Dossiers Histoire

Massignon et le destin de l’arabisme savant

Massignon et le destin de l’arabisme savant

Au début des années 60, la terminologie restait plus nuancée et en même temps moins « fixée » que dans les décennies suivantes. On passait subrepticement de l’arabisme en tant que partie prenante de l’orientalisme, consacré au discernement des traits culturels spécifiques aux Arabes, et où l’on traitait encore du destin d’un peuple comme pouvant être un sujet non seulement d’érudition mais aussi d’une discipline scientifique, à l’arabisme en tant que connexion avec l’effervescence contemporaine qui animait alors le monde arabe.

Revenons en 1962. Le panarabisme était encore en pleine vigueur, bien que secoué par sa grande déroute avec la séparation de la Syrie et de l’Égypte, mettant fin à l’éphémère union entre les deux pays non limitrophes. Mais le cœur battait toujours de part et d’autre pour Nasser.

1962 est aussi l’année de l’indépendance de l’Algérie, mais également, à sa fin, de la mort de Louis Massignon, grand passionné du soufisme, salué dans les pages de L’Orient littéraire par l’ambassadeur de l’Espagne (toujours franquiste) à Beyrouth à l’époque, l’arabiste de renom Emilio García Gómez, comme le « dernier représentant de la génération des géants de l’orientalisme européen » et « le magicien scruté par une âme torturée, saccadée, logique et en même temps contradictoire », dans laquelle « des mines de spiritualité » débordaient de la science.

La consultation des articles éblouissants du supplément de cette période révèle leur souci de savoir comment l’orientalisme allait se poursuivre après la décolonisation et quelles mutations ou révisions étaient à prévoir. En même temps, l’équivoque de Massignon à propos de la question algérienne, son renvoi dos à dos des « deux terrorismes », celui des autochtones et celui des colons, n’était pas abordée directement.

Consulter ce petit trésor des archives du supplément levantin montre comment on pouvait passer, non pas sans raison, mais en jouissant encore d’une circulation reposante, d’une qualification à l’autre. Pour Henry Laoust, dans son requiem pour Massignon, ce dernier avait transité de l’orientalisme islamisant à devenir le premier « Islamologue » qui s’est attardé aussi bien sur les mouvements les plus marginaux que les plus centraux dans l’histoire de l’islam, produisant ainsi à propos de ce dernier une « étude en quelque sorte totale », à contre-courant de la tendance déplorée en milieu académique par Laoust au « cloisonnement souvent factice » entre spécialisations et facultés.

◆ ◆ ◆

TÂCHES ET EXERCICES:
**1.** D'après le texte sur Massignon, en quelle année Louis Massignon est-il mort ?
**2.** Indiquez si chacune des affirmations suivantes s'accorde avec le texte sur Massignon, en citant les mots du texte qui permettent de trancher.
(a) Emilio García Gómez, ambassadeur de l'Espagne à Beyrouth, a salué Massignon dans L'Orient littéraire.
(b) L'union entre la Syrie et l'Égypte réunissait deux pays limitrophes.
(c) Henry Laoust approuvait le cloisonnement entre spécialisations et facultés.
**3.** Reproduisez le texte sur Massignon depuis les mots « 1962 est aussi » jusqu'aux mots « de la science. » inclus.

◆ ◆ ◆

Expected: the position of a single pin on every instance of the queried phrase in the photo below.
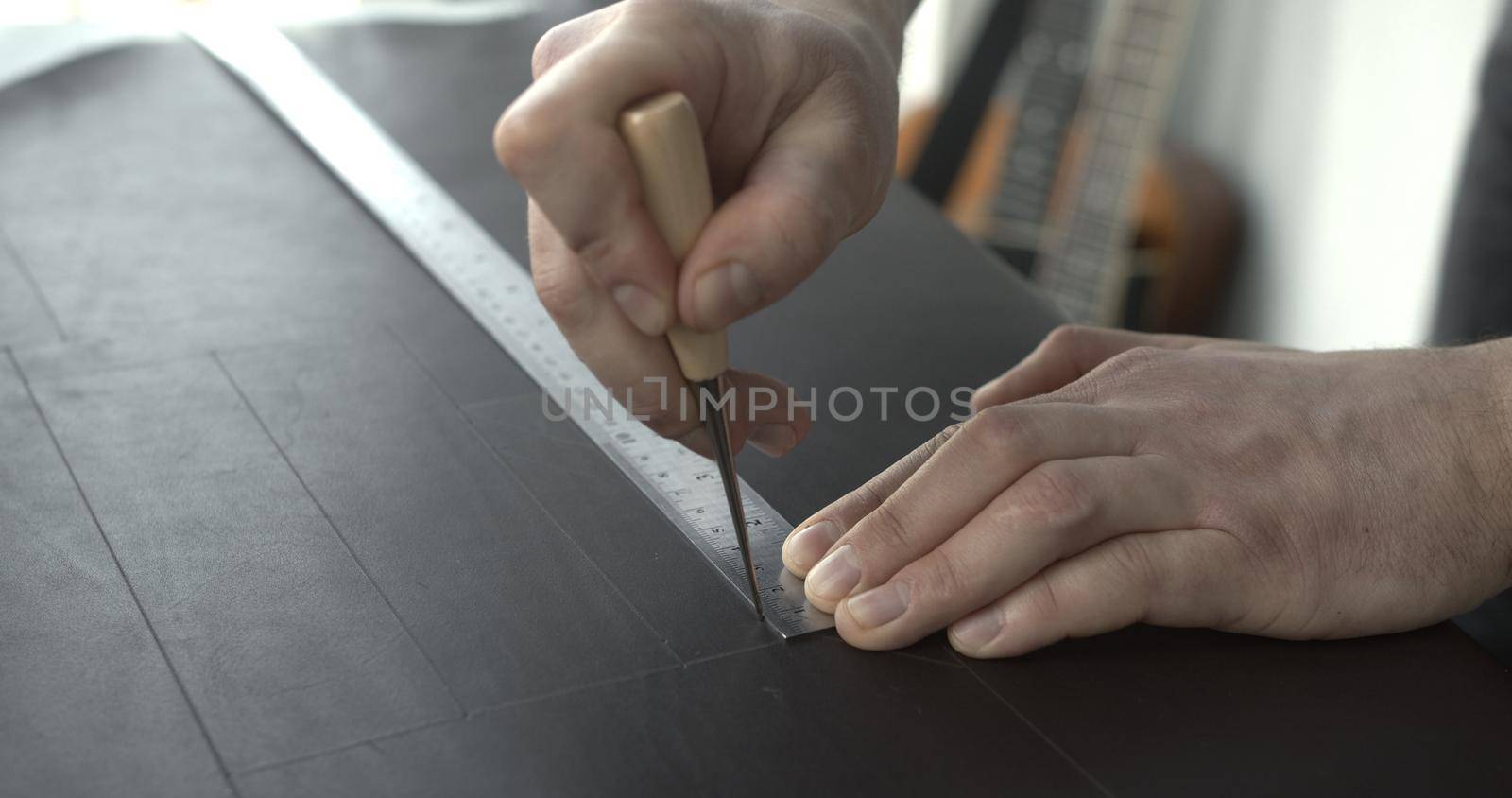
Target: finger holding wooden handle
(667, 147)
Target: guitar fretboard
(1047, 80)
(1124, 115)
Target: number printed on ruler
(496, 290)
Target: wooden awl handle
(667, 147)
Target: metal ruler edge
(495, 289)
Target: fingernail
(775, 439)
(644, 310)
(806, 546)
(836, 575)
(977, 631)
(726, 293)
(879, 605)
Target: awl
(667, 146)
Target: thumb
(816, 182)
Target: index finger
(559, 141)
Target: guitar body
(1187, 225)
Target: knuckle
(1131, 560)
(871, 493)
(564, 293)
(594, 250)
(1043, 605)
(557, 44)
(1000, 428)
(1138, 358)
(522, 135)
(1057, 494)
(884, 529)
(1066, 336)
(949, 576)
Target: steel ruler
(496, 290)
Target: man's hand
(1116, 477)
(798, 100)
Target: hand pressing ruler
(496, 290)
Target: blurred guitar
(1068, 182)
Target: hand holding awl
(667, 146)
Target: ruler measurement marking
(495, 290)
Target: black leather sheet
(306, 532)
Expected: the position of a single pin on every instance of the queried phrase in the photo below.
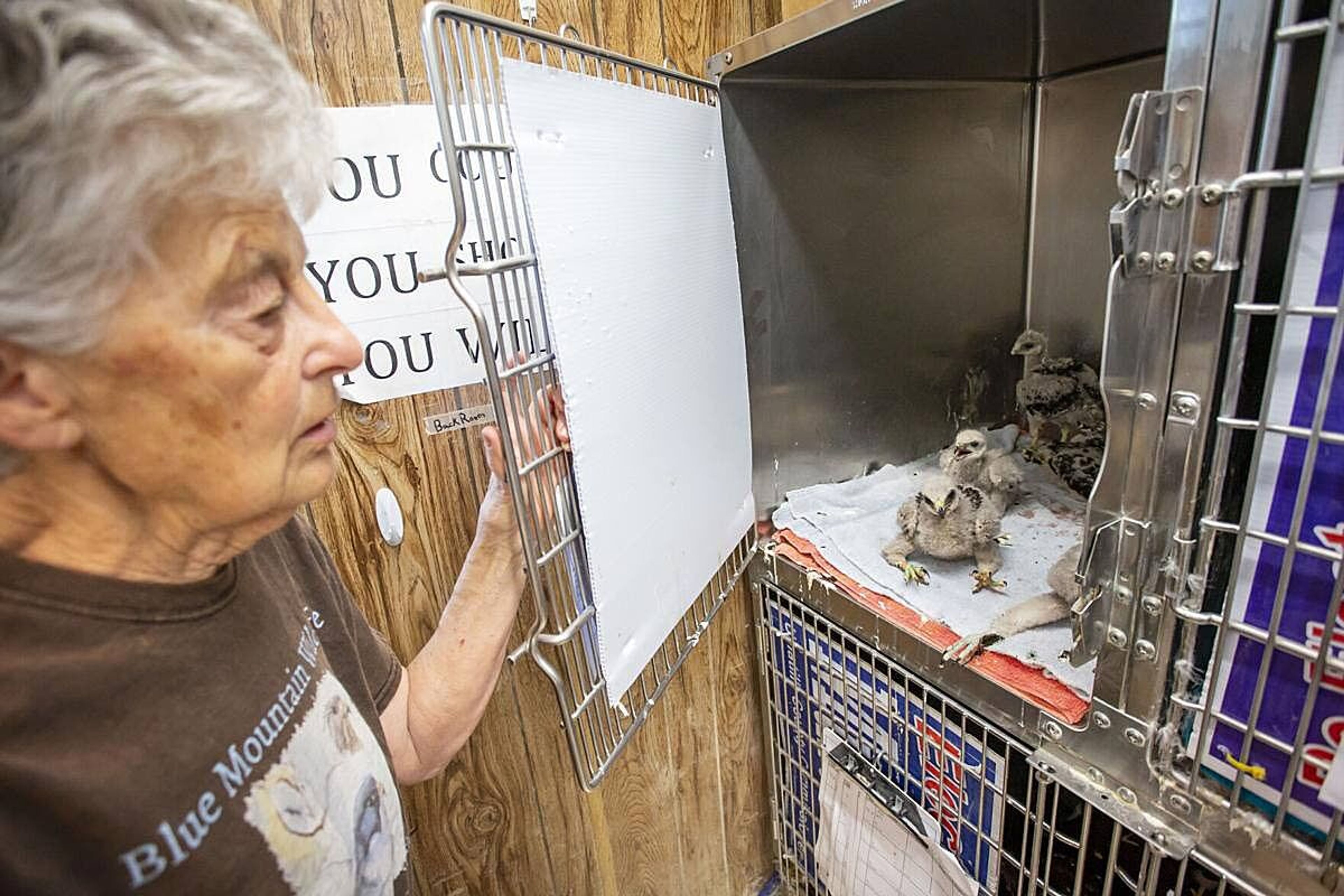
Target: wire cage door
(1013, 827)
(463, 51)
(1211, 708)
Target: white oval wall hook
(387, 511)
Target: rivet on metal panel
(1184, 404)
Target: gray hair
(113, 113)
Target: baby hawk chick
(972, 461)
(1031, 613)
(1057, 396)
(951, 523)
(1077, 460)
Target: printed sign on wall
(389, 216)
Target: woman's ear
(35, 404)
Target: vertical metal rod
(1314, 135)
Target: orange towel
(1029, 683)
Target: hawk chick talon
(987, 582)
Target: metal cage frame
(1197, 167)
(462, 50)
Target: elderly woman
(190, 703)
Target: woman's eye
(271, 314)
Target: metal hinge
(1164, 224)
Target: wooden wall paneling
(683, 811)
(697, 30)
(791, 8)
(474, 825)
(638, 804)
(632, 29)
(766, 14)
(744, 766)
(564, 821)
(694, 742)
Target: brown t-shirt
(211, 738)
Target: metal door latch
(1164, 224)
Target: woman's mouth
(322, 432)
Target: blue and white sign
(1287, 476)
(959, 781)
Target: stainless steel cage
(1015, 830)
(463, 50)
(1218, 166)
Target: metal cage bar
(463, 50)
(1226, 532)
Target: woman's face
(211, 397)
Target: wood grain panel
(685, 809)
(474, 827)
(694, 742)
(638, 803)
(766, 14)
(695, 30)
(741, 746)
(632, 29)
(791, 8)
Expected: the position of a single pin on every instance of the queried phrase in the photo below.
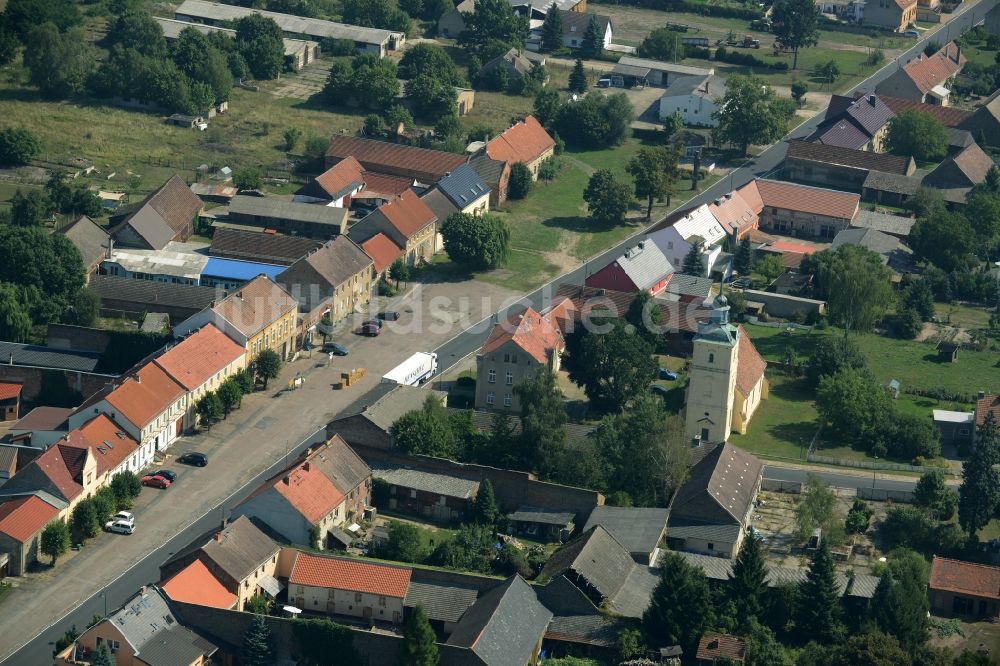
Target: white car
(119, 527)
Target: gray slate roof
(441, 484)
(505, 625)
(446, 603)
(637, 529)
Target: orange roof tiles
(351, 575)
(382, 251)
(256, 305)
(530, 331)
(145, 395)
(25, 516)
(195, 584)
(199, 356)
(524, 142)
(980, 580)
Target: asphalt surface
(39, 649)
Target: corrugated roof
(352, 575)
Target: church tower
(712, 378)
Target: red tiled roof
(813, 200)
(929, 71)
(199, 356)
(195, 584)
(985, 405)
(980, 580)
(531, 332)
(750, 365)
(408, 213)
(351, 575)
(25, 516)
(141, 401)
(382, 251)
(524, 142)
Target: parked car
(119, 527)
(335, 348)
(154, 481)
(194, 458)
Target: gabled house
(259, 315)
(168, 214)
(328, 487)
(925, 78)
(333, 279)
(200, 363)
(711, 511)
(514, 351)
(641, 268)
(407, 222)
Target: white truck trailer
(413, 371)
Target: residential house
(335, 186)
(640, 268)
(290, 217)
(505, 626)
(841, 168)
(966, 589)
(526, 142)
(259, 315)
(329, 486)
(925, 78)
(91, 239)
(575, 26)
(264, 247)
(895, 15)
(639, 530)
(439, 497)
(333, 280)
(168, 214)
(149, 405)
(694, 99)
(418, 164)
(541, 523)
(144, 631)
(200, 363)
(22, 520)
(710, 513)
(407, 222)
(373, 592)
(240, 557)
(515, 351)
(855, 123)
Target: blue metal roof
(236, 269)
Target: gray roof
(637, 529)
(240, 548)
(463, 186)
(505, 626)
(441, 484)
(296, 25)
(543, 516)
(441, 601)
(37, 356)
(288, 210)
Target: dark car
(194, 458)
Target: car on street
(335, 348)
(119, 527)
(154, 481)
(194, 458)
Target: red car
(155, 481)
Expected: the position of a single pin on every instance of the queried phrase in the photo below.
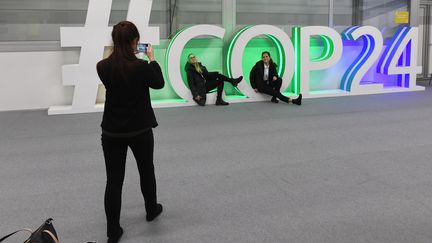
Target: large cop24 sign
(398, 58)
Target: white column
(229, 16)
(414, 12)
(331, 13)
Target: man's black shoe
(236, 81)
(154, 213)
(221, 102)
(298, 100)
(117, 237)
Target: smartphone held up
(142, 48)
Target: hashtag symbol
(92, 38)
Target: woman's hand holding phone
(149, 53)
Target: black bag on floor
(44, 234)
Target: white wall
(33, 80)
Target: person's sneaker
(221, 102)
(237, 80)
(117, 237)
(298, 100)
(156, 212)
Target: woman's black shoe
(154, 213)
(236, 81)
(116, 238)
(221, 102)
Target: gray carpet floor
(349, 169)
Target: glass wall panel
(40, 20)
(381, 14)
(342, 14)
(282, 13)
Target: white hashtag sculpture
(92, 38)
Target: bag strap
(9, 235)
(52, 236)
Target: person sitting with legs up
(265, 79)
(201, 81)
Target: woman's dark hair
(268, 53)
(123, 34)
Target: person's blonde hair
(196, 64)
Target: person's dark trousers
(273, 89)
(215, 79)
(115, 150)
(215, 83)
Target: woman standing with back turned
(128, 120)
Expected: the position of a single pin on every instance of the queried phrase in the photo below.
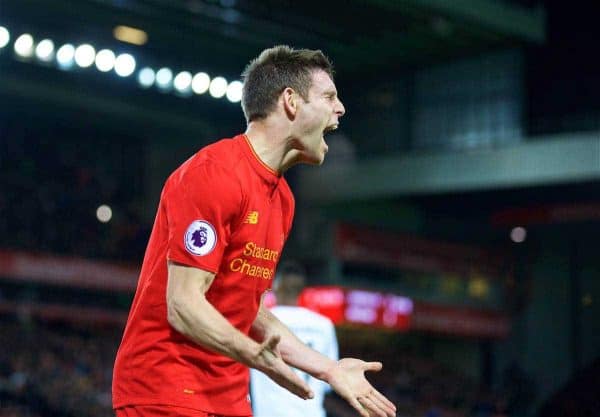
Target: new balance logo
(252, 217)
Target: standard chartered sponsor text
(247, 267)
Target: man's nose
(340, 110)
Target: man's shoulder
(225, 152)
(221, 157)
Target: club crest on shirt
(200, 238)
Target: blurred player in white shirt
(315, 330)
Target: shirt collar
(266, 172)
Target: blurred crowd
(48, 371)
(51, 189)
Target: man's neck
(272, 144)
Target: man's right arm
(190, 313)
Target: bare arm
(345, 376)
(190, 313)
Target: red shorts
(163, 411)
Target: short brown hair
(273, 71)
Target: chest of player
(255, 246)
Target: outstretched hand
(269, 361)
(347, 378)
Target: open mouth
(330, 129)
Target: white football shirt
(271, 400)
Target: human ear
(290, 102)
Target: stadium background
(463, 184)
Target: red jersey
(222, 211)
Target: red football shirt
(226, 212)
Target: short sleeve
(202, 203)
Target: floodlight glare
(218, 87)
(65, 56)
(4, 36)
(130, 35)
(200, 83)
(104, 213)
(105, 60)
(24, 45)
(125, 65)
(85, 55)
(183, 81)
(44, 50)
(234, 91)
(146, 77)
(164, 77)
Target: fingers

◆ ◆ ◆

CORRIGÉ DES EXERCICES:
**1.** Il est mort en 1962, à la fin de l'année.

**2.**
(a) Oui : “salué dans les pages de L’Orient littéraire par l’ambassadeur de l’Espagne (toujours franquiste) à Beyrouth à l’époque, l’arabiste de renom Emilio García Gómez”.
(b) Non : “l’éphémère union entre les deux pays non limitrophes”.
(c) Non : “la tendance déplorée en milieu académique par Laoust au « cloisonnement souvent factice » entre spécialisations et facultés”.

**3.**
1962 est aussi l’année de l’indépendance de l’Algérie, mais également, à sa fin, de la mort de Louis Massignon, grand passionné du soufisme, salué dans les pages de L’Orient littéraire par l’ambassadeur de l’Espagne (toujours franquiste) à Beyrouth à l’époque, l’arabiste de renom Emilio García Gómez, comme le « dernier représentant de la génération des géants de l’orientalisme européen » et « le magicien scruté par une âme torturée, saccadée, logique et en même temps contradictoire », dans laquelle « des mines de spiritualité » débordaient de la science.